I have in general eschewed too many comments about the process of writing this book. Glimpses of Symmetry is meant to be a book about Group Theory, not a book about writing a book ^{[1]}. However, here I am going to make an exception. Has there ever been a book written where the author has not suffered from writers’ block at some point? My guess is there are probably few of these; Glimpses of Symmetry is not an exception to the rule. My specific block was related to Quantum Mechanics. As advertised in the Introduction, this book is primarily about Mathematics, not Physics. However, the motivation behind telling the story that I have been trying to tell is of course Physicsbased and relates to explaining the role that Group Theory plays in the Standard Model of Particle Physics. Given this Mathematics / Physics dichotomy, the sort of questions I have got caught up on have been as follows:
Just how much of Quantum Mechanics (and Quantum Field Theory) do I want to include in the text?
 Quite a lot, so that the actual role of SU(3) × SU(2) × U(1) is laid bare?
 A handwavy outline (something common to many a book discussing Quantum Mechanics), which is just about enough of a framework on which to hang the Mathematics?
 Or something in between these two extremes?
A factor here is that I am not a Physicist. To do Quantum Mechanics any sort of justice, I would have to devote myself to learning a lot of things that I did not cover in University. The path that I thought was most likely ahead of me is eloquently described by Scott Aaronson as follows:
You start with classical mechanics and electrodynamics, solving lots of gruelling differential equations at every step. Then, you learn about the “blackbox paradox” and various strange experimental results, and the great crisis that these things posed for Physics. Next, you learn a complicated patchwork of ideas that physicists invented between 1900 and 1926 to try to make the crisis go away. Then, if you are lucky, after years of study, you finally get around to the central conceptual point: that nature is described not by probabilities (which are always nonnegative), but by numbers called amplitudes that can be positive, negative or even complex.

[The task]
Reproduce the part of the passage on writers' block and Quantum Mechanics between "Quite a lot, so" and "hang the Mathematics?", inclusive.

[Record set]
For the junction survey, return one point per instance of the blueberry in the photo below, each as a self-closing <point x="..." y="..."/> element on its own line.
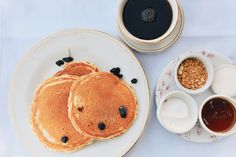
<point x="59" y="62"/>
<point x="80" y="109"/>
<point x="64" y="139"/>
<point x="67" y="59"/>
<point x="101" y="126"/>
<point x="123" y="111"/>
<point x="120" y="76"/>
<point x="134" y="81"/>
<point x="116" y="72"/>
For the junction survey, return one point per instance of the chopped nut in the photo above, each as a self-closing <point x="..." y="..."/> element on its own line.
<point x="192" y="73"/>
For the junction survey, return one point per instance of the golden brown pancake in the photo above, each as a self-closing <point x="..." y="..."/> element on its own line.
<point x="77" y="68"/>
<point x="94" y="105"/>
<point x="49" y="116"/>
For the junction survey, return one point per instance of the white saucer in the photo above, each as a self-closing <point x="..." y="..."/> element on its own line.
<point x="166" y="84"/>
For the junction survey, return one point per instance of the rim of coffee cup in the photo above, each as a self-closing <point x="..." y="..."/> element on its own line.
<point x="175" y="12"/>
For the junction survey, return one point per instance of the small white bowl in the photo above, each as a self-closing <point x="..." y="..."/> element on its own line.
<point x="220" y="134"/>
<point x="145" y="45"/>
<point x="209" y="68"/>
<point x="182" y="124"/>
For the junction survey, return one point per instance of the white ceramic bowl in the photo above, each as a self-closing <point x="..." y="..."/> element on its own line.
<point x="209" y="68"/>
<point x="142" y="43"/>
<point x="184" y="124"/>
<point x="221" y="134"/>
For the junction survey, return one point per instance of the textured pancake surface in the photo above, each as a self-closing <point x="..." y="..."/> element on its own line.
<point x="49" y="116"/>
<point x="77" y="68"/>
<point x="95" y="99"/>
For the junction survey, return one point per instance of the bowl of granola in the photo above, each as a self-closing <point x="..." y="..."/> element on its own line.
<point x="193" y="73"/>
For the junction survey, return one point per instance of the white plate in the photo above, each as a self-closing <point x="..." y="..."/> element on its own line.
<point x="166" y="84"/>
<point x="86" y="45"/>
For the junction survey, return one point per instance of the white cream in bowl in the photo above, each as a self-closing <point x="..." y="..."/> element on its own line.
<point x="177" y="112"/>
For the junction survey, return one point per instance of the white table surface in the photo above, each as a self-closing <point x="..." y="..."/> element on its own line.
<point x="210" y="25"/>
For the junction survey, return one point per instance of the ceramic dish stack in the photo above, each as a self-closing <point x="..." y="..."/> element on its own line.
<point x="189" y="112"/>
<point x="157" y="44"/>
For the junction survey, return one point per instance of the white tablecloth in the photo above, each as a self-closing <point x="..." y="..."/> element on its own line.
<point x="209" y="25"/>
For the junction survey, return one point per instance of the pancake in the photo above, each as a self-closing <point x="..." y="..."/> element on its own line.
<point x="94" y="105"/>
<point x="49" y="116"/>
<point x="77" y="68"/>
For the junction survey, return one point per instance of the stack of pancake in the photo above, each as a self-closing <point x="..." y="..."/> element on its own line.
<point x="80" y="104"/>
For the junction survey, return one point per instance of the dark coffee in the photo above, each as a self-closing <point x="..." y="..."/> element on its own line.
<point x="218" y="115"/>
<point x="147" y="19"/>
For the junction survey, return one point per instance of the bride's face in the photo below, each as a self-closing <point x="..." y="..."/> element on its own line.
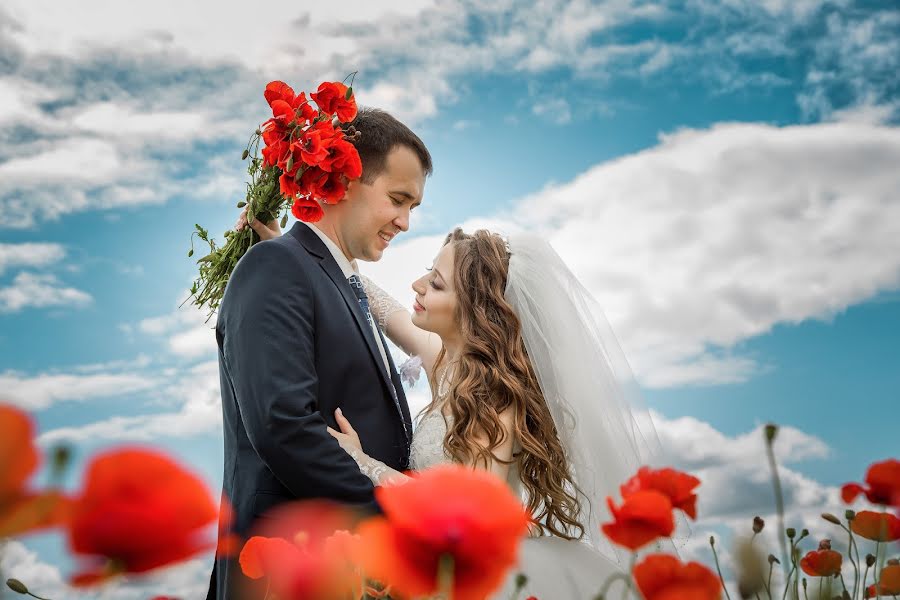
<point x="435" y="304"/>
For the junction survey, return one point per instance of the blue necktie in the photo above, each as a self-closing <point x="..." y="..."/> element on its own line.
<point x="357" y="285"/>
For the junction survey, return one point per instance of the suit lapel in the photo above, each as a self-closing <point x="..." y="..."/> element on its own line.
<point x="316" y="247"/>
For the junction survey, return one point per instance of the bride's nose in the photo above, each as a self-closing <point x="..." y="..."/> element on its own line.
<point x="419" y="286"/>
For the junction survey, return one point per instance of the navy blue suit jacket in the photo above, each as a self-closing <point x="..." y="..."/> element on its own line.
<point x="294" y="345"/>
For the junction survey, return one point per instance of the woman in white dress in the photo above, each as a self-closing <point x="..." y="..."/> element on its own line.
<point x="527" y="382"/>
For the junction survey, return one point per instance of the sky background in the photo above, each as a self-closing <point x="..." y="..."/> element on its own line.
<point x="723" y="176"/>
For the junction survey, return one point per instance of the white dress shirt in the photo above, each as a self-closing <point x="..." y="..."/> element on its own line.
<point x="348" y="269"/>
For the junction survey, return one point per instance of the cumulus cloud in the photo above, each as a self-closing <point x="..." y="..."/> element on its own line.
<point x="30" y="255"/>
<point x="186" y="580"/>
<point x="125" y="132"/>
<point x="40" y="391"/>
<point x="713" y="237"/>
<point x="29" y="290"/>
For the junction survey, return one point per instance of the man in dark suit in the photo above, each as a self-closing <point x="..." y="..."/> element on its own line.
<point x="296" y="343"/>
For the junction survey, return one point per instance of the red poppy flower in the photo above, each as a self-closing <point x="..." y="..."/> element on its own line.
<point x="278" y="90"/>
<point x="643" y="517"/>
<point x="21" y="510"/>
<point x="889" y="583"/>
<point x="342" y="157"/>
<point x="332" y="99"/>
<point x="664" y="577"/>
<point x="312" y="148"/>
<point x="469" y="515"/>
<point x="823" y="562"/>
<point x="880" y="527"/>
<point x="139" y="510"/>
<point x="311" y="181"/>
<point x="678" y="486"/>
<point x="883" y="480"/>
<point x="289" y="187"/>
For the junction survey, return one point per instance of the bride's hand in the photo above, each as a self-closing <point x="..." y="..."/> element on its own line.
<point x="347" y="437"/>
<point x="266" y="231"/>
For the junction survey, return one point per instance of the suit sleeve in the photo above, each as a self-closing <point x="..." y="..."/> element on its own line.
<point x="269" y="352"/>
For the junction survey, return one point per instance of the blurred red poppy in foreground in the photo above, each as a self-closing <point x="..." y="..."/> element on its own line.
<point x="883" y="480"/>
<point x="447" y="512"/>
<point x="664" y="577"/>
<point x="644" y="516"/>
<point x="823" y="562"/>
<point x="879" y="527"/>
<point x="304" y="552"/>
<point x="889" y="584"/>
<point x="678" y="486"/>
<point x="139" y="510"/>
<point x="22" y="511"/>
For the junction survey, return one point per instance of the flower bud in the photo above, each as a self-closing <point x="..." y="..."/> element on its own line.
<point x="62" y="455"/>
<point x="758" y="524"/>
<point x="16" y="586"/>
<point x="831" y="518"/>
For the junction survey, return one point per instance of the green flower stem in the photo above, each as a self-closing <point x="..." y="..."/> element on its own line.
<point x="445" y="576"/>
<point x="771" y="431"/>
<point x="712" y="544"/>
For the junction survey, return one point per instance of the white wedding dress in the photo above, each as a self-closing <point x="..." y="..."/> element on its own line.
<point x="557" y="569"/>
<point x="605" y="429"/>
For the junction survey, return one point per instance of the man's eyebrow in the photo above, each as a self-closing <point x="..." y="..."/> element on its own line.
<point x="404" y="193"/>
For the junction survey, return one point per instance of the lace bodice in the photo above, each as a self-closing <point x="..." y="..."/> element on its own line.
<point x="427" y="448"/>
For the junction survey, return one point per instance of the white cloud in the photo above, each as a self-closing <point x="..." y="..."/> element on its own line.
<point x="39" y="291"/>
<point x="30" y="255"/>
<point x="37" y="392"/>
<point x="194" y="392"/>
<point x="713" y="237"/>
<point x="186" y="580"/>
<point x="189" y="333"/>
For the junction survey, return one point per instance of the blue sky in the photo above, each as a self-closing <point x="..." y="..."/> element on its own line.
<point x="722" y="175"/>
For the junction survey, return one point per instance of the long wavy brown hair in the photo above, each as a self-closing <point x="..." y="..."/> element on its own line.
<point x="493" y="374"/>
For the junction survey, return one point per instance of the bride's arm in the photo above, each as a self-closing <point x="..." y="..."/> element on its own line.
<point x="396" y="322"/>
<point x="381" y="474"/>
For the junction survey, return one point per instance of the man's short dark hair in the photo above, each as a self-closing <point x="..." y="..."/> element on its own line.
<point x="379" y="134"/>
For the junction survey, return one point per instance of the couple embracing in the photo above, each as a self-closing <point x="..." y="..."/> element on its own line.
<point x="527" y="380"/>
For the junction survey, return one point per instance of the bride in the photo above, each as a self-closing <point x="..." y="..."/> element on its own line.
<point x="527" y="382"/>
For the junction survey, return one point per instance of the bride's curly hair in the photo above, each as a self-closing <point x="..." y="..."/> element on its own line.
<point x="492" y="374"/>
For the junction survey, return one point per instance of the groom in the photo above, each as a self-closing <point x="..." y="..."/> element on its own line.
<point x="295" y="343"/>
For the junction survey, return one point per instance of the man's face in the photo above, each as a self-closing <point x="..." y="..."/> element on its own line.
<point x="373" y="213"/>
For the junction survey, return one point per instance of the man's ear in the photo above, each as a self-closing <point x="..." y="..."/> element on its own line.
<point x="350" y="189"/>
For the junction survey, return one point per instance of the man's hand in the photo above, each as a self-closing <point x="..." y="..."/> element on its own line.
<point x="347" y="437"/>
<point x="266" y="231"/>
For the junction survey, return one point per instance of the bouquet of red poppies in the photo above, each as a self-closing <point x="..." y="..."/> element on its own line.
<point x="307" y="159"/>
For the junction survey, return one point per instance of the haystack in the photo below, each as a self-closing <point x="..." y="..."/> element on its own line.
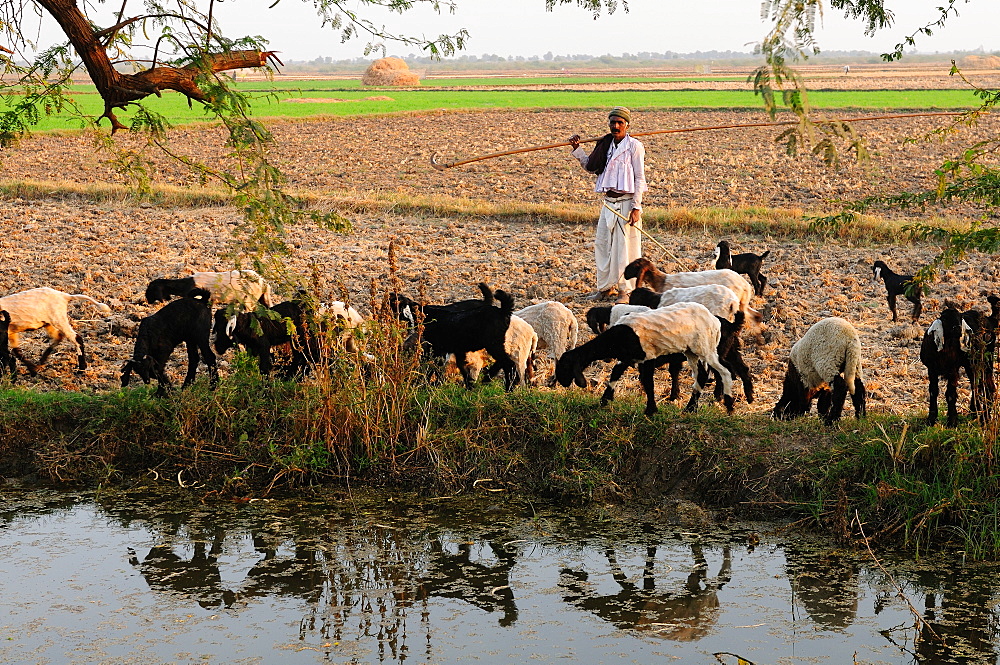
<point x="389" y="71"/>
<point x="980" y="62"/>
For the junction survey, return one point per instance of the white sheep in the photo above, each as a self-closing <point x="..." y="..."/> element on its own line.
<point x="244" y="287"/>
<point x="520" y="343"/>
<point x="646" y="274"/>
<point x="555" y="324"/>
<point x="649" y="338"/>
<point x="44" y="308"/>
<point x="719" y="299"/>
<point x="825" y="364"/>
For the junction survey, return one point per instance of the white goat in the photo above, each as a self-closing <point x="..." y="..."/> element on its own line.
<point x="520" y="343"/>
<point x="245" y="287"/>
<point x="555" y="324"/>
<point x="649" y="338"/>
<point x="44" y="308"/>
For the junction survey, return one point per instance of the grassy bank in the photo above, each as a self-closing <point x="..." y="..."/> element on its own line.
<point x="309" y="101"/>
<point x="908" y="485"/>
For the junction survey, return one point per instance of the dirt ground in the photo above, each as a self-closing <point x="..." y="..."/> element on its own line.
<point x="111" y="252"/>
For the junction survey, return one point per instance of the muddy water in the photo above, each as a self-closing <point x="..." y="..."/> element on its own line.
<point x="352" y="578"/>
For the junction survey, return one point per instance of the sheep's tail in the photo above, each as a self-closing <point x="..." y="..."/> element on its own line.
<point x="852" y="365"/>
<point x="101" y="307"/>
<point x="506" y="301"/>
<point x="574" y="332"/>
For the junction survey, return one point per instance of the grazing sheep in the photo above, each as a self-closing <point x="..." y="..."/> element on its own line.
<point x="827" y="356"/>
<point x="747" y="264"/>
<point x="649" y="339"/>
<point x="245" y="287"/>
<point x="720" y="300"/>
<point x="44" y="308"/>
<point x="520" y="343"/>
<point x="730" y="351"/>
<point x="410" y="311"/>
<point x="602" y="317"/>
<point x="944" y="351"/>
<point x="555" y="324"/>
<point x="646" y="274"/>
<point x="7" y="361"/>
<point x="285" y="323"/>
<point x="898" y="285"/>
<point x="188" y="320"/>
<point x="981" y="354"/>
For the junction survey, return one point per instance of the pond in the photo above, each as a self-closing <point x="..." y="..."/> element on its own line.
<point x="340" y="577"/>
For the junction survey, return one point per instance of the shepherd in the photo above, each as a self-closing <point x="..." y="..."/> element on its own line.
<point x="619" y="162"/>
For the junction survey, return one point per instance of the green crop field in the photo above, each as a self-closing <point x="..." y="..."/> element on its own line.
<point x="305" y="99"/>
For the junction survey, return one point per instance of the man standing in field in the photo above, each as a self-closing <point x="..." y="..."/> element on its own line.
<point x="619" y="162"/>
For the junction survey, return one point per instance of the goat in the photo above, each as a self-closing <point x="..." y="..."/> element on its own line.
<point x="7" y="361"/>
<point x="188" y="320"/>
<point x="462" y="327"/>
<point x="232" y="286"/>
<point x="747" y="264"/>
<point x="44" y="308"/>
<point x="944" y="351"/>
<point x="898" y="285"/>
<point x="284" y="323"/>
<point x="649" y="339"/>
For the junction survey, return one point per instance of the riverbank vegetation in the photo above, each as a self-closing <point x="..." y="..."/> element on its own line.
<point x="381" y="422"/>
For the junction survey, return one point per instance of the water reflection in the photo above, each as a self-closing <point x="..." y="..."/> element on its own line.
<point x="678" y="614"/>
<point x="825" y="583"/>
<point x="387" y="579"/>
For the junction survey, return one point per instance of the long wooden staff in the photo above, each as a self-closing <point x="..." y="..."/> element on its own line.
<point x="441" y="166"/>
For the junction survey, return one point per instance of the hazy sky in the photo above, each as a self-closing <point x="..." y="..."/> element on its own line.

[Complete response]
Quite a lot, so that the actual role of SU(3) × SU(2) × U(1) is laid bare?
 A handwavy outline (something common to many a book discussing Quantum Mechanics), which is just about enough of a framework on which to hang the Mathematics?